**Exercise objective:**
Copy the records from the very beginning through the line with "[0,0,1296,146]", changing each "Ground" to "Locate" and keeping everything else the same.

**Rows:**
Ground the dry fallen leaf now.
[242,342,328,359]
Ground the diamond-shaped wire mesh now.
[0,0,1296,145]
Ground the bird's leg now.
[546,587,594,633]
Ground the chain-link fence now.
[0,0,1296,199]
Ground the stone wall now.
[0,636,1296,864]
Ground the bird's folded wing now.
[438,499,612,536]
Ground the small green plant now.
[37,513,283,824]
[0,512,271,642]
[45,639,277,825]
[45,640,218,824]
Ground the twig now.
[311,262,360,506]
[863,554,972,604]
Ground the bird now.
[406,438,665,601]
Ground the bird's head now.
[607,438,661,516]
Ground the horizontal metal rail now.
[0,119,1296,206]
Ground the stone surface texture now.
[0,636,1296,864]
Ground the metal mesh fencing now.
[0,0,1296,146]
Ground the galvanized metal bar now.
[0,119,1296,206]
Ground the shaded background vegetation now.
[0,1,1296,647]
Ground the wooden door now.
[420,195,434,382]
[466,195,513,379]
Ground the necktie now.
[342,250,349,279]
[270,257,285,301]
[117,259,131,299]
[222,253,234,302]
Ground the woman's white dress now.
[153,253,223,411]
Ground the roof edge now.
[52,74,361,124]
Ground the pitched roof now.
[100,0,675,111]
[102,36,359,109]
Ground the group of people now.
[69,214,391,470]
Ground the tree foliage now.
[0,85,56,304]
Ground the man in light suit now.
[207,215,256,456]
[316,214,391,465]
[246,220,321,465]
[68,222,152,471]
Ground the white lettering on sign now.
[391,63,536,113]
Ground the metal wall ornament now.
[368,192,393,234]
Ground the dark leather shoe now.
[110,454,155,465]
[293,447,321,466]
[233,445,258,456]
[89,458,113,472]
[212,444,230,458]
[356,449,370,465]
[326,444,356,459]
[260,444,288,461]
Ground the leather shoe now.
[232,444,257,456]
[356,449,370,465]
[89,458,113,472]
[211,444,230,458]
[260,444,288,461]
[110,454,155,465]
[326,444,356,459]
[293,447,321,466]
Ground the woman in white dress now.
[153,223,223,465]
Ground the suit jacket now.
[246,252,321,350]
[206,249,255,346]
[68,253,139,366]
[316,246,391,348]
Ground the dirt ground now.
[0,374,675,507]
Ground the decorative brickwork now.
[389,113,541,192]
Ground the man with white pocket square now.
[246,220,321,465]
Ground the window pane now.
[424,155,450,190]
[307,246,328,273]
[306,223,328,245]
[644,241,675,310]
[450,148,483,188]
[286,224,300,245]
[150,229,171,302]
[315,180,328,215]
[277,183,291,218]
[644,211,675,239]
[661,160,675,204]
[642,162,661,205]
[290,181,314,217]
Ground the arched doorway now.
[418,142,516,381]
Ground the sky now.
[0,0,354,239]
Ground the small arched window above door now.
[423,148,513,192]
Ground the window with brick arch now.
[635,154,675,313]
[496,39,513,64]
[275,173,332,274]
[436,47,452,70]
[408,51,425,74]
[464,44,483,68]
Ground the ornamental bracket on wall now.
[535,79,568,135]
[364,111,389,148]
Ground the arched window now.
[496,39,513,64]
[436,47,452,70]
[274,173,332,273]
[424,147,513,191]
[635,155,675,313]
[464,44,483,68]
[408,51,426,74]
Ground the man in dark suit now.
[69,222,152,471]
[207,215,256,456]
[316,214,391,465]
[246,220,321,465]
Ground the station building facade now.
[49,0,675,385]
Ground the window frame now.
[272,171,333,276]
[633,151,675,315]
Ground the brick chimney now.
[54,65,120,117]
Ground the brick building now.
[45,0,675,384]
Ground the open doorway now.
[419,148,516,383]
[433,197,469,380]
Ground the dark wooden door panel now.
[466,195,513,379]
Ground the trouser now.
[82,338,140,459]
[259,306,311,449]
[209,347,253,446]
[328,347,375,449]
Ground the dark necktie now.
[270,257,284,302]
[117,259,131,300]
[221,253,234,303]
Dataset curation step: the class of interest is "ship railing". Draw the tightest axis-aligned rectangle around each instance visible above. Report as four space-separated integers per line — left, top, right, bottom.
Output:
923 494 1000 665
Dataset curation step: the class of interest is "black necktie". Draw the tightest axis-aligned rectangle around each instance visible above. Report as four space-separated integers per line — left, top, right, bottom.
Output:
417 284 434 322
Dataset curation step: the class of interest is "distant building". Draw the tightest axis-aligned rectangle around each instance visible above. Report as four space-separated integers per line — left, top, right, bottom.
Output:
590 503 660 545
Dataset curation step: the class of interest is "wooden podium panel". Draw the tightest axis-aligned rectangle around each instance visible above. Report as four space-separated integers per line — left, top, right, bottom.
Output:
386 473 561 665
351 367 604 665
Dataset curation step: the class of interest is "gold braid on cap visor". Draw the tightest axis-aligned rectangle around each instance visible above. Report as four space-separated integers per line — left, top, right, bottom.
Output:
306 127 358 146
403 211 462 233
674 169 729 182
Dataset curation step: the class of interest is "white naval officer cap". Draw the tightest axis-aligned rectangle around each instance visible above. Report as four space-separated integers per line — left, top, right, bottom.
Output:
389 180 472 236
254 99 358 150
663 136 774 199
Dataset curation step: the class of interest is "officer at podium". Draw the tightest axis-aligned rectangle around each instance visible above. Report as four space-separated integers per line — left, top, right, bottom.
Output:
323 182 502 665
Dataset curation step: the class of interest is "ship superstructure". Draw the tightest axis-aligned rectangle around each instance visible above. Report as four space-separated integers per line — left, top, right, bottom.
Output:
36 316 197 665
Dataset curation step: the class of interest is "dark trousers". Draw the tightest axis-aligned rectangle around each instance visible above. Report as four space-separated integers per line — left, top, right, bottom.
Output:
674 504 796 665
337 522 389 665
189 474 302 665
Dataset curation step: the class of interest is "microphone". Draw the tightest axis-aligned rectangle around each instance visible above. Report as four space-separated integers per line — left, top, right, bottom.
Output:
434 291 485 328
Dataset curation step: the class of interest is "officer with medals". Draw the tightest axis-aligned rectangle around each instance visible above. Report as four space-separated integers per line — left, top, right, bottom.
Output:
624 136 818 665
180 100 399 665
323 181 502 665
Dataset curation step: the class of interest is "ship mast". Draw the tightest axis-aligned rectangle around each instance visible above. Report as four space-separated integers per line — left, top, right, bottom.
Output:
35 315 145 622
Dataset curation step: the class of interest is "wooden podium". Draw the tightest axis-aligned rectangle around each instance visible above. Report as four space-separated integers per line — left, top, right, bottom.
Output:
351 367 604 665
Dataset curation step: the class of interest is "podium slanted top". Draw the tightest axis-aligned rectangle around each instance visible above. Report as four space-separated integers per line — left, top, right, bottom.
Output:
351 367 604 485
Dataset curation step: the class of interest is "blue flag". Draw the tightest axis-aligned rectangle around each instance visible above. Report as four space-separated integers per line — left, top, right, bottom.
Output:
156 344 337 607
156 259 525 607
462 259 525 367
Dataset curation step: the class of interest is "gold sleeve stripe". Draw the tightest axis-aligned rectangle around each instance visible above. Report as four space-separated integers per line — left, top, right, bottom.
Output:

**The answer:**
Locate the dry fallen leaf now.
[242,342,328,359]
Locate the diamond-shaped wire mesh now.
[0,0,1296,145]
Locate the bird's leg now.
[546,587,594,633]
Locate the chain-link fence now.
[0,0,1296,199]
Locate the stone wall now.
[0,636,1296,864]
Locate the bird's folded wing now.
[438,499,612,536]
Locate the small green plant now.
[37,513,283,824]
[0,512,271,642]
[45,639,277,825]
[45,640,218,824]
Locate the twig now.
[311,262,360,506]
[863,554,972,604]
Locate the bird now.
[406,438,665,601]
Locate the bird's head now.
[607,438,661,516]
Locate the horizontal metal rail now.
[0,119,1296,206]
Locate the stone surface texture now.
[0,636,1296,864]
Locate the metal mesh fencing now.
[0,0,1296,146]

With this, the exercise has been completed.